What is required: Find the word "cliff" in the listing; pull out each line holding it.

Records to process:
···
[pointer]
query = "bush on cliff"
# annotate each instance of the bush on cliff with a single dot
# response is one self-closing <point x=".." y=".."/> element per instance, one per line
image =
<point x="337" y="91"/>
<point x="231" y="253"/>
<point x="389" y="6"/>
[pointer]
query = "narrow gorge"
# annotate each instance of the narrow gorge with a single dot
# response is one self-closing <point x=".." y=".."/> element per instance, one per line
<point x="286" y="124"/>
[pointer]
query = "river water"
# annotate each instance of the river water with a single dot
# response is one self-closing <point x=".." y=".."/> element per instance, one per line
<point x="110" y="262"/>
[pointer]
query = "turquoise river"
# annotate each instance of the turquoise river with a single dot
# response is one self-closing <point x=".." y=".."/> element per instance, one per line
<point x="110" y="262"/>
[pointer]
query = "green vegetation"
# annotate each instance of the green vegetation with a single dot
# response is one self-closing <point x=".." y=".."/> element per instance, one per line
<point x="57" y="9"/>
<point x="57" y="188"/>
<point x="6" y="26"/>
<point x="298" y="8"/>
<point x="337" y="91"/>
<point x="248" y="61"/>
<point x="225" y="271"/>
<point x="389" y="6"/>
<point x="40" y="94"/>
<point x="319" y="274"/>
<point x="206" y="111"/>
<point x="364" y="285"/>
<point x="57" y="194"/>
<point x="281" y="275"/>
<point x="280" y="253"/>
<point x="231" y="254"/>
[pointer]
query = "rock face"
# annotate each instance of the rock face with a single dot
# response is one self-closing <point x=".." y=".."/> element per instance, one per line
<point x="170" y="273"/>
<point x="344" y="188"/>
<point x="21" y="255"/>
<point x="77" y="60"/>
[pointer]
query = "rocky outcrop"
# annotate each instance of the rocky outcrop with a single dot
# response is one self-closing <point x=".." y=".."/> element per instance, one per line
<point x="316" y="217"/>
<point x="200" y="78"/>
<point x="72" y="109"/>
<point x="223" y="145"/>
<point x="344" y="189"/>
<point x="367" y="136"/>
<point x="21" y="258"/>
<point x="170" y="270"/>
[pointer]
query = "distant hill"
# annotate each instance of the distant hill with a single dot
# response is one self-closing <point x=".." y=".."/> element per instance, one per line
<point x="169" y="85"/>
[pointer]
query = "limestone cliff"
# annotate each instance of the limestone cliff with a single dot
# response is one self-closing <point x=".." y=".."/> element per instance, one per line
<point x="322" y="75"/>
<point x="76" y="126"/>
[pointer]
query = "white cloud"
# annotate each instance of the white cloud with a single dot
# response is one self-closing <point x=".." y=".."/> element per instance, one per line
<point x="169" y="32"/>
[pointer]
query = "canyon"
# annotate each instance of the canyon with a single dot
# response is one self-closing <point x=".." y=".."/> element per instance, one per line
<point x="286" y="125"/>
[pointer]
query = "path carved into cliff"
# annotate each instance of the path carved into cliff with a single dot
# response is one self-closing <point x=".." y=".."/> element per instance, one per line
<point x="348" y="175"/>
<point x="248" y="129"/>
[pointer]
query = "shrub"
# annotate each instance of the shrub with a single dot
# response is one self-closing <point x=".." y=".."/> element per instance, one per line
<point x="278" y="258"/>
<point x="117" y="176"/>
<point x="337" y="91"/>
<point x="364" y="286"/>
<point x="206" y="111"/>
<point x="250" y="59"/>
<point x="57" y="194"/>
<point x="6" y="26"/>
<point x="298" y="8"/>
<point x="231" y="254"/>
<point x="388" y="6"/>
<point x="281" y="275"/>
···
Your solution:
query = "bush on cliff"
# annotate each instance of the bush on cliff with a single dot
query = "limestone cliff"
# annotate each instance of the limestone cliff with a single dot
query = "path carved into cliff"
# annotate each instance of the path carved into cliff with a single dot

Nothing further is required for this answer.